begin Dataset excerpts
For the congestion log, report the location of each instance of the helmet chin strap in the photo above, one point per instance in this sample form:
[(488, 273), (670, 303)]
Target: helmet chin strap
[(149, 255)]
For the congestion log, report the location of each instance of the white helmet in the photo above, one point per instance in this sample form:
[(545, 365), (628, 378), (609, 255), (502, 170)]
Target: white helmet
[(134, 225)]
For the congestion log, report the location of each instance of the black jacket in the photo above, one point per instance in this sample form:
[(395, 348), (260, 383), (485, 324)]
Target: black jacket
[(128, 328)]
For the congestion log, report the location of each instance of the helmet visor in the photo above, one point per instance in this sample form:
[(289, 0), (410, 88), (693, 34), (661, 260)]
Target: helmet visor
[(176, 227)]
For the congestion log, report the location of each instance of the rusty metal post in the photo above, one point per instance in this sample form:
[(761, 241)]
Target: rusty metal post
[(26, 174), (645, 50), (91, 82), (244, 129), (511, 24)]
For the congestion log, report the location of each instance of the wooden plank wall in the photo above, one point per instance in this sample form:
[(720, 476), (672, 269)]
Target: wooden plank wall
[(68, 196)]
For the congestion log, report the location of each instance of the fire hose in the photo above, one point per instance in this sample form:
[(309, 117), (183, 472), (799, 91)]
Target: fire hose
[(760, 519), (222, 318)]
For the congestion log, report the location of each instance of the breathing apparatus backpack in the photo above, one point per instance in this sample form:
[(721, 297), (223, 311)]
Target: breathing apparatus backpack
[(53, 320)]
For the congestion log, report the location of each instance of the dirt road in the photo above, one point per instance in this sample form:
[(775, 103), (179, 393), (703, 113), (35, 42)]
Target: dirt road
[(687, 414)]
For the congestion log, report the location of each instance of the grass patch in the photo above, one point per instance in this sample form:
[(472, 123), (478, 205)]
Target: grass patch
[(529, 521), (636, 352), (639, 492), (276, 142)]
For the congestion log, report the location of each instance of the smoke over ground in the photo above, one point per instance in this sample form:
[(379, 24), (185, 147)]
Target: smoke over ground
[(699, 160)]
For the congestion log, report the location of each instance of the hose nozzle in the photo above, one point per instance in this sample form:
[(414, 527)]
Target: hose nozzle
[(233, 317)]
end Dataset excerpts
Write out all the records above again, exactly as they stand.

_Response to this task_:
For the congestion log, report the location of each instance of the helmet chin strap in the photo above, one point per instance in this sample form:
[(488, 273), (670, 303)]
Target: helmet chin strap
[(149, 255)]
For the congestion log, report the location of each instance of the white helmet in the photo above, one point per instance in this sample form:
[(545, 365), (628, 378), (609, 255), (502, 170)]
Target: white helmet
[(134, 225)]
For the congestion log, report the location of each instance of the black jacket in the photo above, one point per instance in this sample form:
[(395, 348), (260, 383), (485, 324)]
Target: black jacket
[(128, 328)]
For the congestion log, report the location of each instance of the helmet visor in the photo above, one point per instance in this sample form:
[(289, 0), (410, 88), (693, 34), (661, 260)]
Target: helmet visor
[(176, 227)]
For the congestion log, report the location of each instance of the rusty metal post in the photo above, one point per instance in this sample form:
[(761, 241)]
Target: rusty metal post
[(26, 174), (645, 50), (91, 82), (244, 129), (511, 24)]
For the congestion log, report the location of each instance of the wooden plank wall in the photo above, one point per instance in this sample form:
[(720, 476), (672, 269)]
Target: wooden plank wall
[(68, 196)]
For the congestion log, report the location of each instance of the fire hose in the photo above, one point per instance in this sample form:
[(309, 117), (183, 472), (799, 91)]
Target: fire hose
[(760, 519), (222, 318)]
For the congestion log, report the location of each instance of the breathing apparatus backpack in the photo above, one point per instance in this sample form:
[(721, 297), (223, 311)]
Target: breathing apparatus backpack
[(53, 320)]
For the congestion log, report the location of each instance of the dirt road in the photo above, one point per instance in this sample form:
[(775, 103), (179, 393), (703, 113), (35, 42)]
Target: dirt road
[(687, 414)]
For the congestion log, report the location of each instance of the grass patch in the photo above, one point per instance in this sample form:
[(472, 123), (478, 205)]
Target: grass patch
[(529, 521), (636, 352), (639, 492), (276, 142)]
For the congestion log, report the location of each instance of the smoke over ground in the photo above, one point per instance in this sample form:
[(379, 24), (185, 147)]
Target: smoke over ground
[(699, 160)]
For the congestion log, report the location of each instance of the hose nozzle in the photo above, one point per instance in this sample form:
[(414, 527)]
Target: hose nozzle
[(233, 317)]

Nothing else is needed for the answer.